_Exercise prompt_
Collect from the data below each line with "player".

++++ Data records ++++

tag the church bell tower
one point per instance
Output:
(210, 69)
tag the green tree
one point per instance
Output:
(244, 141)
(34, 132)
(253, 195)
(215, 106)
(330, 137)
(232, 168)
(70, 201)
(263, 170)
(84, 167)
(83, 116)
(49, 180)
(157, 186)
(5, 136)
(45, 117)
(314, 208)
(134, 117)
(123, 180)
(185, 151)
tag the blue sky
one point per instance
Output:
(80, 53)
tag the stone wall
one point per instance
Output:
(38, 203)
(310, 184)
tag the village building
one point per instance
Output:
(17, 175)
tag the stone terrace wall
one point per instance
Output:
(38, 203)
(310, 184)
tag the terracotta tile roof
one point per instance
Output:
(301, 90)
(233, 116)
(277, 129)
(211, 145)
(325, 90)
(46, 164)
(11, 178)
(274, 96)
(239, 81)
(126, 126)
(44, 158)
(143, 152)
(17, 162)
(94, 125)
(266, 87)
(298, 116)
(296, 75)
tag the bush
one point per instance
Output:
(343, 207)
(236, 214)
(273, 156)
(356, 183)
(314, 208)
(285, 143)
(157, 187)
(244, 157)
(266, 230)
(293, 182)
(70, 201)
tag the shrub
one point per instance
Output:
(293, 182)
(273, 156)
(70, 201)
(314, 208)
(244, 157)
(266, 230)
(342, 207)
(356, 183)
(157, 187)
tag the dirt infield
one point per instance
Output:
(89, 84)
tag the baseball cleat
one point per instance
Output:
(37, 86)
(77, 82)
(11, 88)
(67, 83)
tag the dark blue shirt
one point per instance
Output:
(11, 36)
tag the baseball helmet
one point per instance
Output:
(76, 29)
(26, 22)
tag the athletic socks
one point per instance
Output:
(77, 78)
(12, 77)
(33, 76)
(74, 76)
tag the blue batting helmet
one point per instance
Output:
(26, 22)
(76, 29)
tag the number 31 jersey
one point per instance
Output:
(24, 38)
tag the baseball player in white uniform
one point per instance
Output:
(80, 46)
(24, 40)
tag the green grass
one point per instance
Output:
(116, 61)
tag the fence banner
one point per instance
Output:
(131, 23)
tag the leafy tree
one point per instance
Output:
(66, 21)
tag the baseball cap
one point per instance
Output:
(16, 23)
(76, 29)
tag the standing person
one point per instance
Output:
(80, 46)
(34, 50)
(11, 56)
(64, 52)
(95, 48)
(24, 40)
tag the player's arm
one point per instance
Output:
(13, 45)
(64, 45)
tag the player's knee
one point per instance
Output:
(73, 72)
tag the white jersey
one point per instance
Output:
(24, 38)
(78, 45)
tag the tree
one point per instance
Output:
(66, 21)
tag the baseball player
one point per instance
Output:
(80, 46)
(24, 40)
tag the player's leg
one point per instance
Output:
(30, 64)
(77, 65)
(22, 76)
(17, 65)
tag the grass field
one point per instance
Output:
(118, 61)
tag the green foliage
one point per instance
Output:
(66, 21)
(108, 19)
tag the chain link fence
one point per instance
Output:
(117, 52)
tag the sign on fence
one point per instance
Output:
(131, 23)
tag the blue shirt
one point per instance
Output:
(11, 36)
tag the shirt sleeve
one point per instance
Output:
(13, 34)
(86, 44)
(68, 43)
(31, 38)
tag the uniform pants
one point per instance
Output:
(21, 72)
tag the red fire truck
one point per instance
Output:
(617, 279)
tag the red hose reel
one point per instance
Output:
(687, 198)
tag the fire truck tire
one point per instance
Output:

++++

_Solved problem_
tag the baseball player in white uniform
tag the player's arm
tag the player's knee
tag the baseball player
tag the player's leg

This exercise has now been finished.